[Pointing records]
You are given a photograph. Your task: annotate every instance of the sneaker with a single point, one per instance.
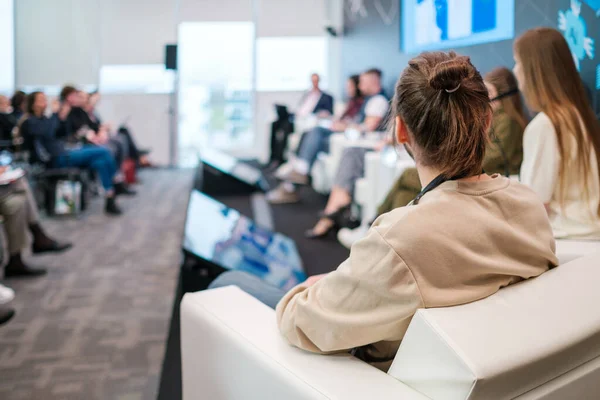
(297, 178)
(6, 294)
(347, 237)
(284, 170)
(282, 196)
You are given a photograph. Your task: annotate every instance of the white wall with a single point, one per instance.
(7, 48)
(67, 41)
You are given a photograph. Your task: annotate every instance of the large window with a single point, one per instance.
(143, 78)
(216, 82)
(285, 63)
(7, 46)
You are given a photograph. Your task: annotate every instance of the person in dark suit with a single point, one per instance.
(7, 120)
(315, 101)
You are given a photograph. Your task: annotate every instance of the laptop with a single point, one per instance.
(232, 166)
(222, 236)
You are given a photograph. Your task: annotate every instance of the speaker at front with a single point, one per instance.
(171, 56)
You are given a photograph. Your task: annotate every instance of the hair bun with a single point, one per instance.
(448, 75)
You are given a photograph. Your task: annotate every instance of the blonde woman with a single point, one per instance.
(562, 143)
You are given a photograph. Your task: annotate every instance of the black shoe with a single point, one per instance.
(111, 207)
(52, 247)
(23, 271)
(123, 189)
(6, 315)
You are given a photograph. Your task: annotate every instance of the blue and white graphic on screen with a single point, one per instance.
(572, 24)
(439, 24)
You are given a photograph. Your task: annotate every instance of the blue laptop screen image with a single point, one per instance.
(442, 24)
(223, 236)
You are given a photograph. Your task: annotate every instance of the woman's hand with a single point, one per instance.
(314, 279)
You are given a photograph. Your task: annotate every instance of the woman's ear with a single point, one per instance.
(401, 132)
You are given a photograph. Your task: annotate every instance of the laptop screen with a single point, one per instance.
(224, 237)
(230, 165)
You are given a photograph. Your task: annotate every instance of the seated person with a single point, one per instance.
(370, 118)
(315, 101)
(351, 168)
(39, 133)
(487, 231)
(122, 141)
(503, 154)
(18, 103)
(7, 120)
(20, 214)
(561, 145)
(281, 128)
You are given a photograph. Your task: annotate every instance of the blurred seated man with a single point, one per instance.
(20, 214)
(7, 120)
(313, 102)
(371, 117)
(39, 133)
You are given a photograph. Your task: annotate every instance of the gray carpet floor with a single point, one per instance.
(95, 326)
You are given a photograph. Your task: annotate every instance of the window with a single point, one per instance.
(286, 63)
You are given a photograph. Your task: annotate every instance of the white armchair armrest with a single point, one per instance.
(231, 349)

---

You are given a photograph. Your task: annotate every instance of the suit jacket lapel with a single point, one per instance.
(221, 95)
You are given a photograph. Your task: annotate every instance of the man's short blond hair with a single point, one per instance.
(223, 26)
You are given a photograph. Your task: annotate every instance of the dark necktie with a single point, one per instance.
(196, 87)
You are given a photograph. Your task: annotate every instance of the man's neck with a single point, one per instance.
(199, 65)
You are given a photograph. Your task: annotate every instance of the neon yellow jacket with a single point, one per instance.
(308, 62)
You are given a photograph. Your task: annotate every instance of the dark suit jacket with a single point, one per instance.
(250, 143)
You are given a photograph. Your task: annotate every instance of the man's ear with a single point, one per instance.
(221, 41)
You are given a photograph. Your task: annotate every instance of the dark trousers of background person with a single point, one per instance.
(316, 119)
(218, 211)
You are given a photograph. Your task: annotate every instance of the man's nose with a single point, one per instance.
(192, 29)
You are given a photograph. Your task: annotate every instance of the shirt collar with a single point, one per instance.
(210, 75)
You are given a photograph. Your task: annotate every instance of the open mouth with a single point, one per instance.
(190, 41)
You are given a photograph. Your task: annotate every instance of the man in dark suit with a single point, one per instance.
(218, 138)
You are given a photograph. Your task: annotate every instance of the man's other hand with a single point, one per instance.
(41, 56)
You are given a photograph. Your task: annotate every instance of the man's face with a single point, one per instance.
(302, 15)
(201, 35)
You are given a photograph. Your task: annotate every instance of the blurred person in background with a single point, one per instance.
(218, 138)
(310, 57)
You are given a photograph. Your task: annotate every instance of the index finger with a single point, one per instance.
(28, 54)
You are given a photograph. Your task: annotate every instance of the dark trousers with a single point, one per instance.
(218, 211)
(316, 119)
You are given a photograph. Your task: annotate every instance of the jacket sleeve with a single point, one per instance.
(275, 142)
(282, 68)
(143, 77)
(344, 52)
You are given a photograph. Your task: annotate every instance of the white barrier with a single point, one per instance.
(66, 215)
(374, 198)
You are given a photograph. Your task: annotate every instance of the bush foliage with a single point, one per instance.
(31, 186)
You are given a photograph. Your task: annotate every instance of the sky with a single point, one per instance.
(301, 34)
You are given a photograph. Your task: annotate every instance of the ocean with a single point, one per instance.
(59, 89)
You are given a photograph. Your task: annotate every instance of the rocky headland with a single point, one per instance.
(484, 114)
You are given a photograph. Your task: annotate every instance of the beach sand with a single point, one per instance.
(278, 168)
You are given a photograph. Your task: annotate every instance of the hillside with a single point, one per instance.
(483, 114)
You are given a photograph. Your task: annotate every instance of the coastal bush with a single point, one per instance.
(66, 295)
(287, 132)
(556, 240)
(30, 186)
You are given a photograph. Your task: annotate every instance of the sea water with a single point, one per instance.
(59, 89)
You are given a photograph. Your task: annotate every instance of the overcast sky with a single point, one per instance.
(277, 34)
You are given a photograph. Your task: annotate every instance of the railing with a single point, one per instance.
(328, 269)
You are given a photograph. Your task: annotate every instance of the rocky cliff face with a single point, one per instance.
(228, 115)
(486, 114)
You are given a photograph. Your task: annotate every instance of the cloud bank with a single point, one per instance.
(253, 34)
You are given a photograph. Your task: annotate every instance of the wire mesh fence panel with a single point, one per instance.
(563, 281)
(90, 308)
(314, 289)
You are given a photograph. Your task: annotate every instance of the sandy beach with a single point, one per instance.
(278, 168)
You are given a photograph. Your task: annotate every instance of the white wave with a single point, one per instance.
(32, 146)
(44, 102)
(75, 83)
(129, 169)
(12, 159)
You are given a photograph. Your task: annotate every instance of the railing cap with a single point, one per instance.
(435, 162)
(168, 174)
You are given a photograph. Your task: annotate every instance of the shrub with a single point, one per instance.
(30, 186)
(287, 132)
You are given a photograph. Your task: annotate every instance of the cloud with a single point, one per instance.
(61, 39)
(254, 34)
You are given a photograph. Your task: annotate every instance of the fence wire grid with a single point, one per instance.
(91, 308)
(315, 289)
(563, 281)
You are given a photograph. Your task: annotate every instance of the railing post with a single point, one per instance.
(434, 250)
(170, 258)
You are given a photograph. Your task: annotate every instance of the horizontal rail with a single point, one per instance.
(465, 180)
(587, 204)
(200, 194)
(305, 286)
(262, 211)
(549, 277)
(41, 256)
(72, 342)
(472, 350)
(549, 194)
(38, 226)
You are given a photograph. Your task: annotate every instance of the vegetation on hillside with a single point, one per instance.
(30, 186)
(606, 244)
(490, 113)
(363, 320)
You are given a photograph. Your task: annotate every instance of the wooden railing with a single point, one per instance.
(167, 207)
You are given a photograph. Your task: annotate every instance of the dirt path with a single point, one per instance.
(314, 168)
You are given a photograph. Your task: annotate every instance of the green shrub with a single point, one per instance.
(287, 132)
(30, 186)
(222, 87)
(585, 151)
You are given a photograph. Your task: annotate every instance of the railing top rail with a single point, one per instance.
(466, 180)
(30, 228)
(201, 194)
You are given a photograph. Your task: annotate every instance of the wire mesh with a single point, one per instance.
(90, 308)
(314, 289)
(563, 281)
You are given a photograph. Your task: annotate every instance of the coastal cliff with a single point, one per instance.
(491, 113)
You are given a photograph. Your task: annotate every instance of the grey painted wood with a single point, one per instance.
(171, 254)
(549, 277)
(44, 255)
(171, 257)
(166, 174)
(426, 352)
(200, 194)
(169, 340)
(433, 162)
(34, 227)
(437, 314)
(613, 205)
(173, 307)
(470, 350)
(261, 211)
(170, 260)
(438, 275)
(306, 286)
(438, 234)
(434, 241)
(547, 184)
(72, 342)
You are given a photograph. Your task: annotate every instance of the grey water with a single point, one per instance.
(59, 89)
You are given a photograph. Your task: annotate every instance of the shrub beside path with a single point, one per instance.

= Work to complete =
Pull out every line of the records above that contains the word "coastal", with case counting.

= Solution =
You are given a photograph. Your task: annotate every instance of the coastal bush with a single point, one per instance.
You are given a photograph. Your task: annotate every instance of the coastal cliff with a single point, one per instance.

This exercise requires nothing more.